__Vorliegender Text__:

------------------------------------------------------------

Gibt es nen Editor für die neuste Version? Finde echt keine!


----------



## Noxiel (10. Juli 2008)

Ich habe den Link vorerst entfernt, da ich mich noch im Unklaren befinde, inwieweit das überhaupt von Blizzard genehmigt ist. An Addons zu Diablo2 kann ich mich nämlich nicht erinnern.


----------



## Steinmetz666 (10. Juli 2008)

@noxiel finde ich irgendwie übertrieben weil für mods macht blizzard sogar eigne server auf und das ist ein solospieler addon was im b-net nicht funktioniert kann man sich nicht mit einloggen.
Aber naja ich finde schon strange wenn hier addons für wow erlaubt wo man qausi mit cheatet und erze etc speichert aber ein reines  SOLOplayer addon halte ich wohl nicht für einen cheat hack oder anderes!!!!
Ist halt eine möglichkeit für soloplayer zu mulen und die q die nur im b-net funzen zu starten!(Wie gesagt im b-net funktioniert das nicht ist auch vom macher gewollt deswegen versteh ich das nicht so ganz)Aber naja ich hab das wohl nicht so endscheiden aber irgendwie finde ich das lachhaft wenn ich hier nen trainer oder ein hackprogramm gepostet hätte womit ich daten im b-net verändern kann hätte ich das ja verstanden aber so wenn um eine reine SOLOPLAYER sache geht,kann ich das nicht verstehn aber du magst mir bestimmt mal deinen genauen beweggründe darlegen!

In diesem sinne 

MFG 
Der Steinmetz


----------



## Noxiel (10. Juli 2008)

Steinmetz666 schrieb:


> @noxiel finde ich irgendwie übertrieben weil für mods macht blizzard sogar eigne server auf und das ist ein solospieler addon was im b-net nicht funktioniert kann man sich nicht mit einloggen.
> Aber naja ich finde schon strange wenn hier addons für wow erlaubt wo man qausi mit cheatet und erze etc speichert aber ein reines  SOLOplayer addon halte ich wohl nicht für einen cheat hack oder anderes!!!!
> Ist halt eine möglichkeit für soloplayer zu mulen und die q die nur im b-net funzen zu starten!(Wie gesagt im b-net funktioniert das nicht ist auch vom macher gewollt deswegen versteh ich das nicht so ganz)Aber naja ich hab das wohl nicht so endscheiden aber irgendwie finde ich das lachhaft wenn ich hier nen trainer oder ein hackprogramm gepostet hätte womit ich daten im b-net verändern kann hätte ich das ja verstanden aber so wenn um eine reine SOLOPLAYER sache geht,kann ich das nicht verstehn aber du magst mir bestimmt mal deinen genauen beweggründe darlegen!

------------------------------------------------------------

__Aufgaben__:
**a.** Erkläre in ein bis drei Sätzen, warum Noxiel im Forenverlauf zum Diablo-2-Editor den Link entfernt hat.
**b.** In welchem Netz funktioniert das Addon laut Steinmetz666 im Forenverlauf zum Diablo-2-Editor nicht?
**c.** Führe den Forenverlauf zum Diablo-2-Editor im Anschluss an den letzten gezeigten Satz weiter.

Einträge zur Bildpunkt-Annotation
------------------------------------------------------------

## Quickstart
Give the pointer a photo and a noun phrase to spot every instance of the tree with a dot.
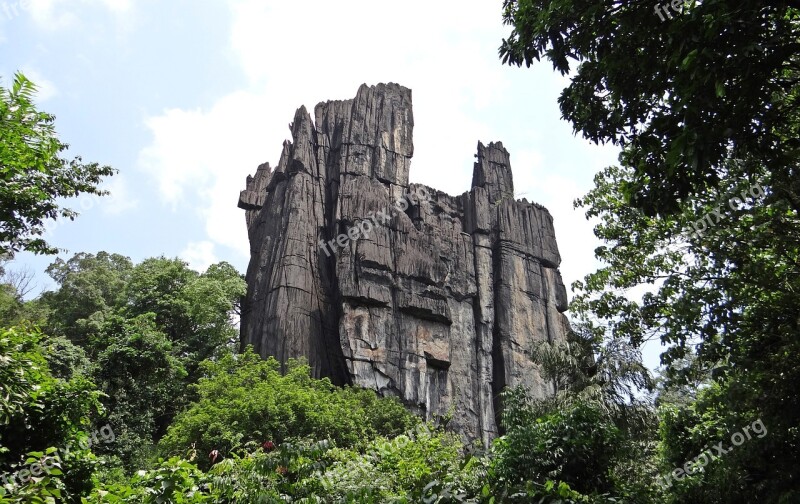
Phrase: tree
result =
(40, 415)
(34, 175)
(244, 398)
(593, 433)
(681, 96)
(723, 300)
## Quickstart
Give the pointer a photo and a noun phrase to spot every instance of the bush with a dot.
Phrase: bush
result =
(243, 398)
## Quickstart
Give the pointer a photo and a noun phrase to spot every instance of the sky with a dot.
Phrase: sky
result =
(186, 98)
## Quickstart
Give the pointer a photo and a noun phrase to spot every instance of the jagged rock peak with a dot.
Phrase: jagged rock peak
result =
(392, 285)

------------------------------------------------------------

__Antworten__:
**a.** Noxiel hat den Link vorerst entfernt, weil für ihn noch unklar ist, inwieweit das überhaupt von Blizzard genehmigt ist. Außerdem kann er sich an Addons zu Diablo2 nicht erinnern.

**b.** Im b-net.

**c.**
> 
> ...



Wenn du meinen Satz aufmerksam gelesen hättest, wäre dir aufgefallen, dass "vorerst" Bestandteil dieser Konstellation war. Ich habe mich ein wenig informiert und auch mit der Foren-Führung gesprochen. Solange sich das Addon nur auf den Solospieler bezieht ist auch alles in Ordnung und der Link ist wieder da. 

Frohes Spielen


----------



## 69Anel69 (10. Juli 2008)

Cool, jetzt kann ich ja auch ne Antwort auf meine vorhin gestellte Frage bekommen, oder etwa doch nicht?


----------



## Steinmetz666 (10. Juli 2008)

Jo cool das ging ja schnell ich wollte hier auch niemanden zum cheaten animieren oder dazu trainer zu benutzen oder sonstiges ich wollt einfach nur den spielspass von solospielern ein wenig erhöhen weil jeder kennt das das die kiste nie groß genug ist und man irgendwelche items wegschmeißen muss oder auch keine möglichkeit diese an twinks weiter zu geben.
Weil da macht ja schon einen großteil des games aus die jagd nach items.
Naja in diesem sinne bedanke ich mich dan für die schnelle klärung und so und wünsch allen ein fröhliches metzeln und viele grüne und goldene drops^^


----------



## DontTouch (10. Juli 2008)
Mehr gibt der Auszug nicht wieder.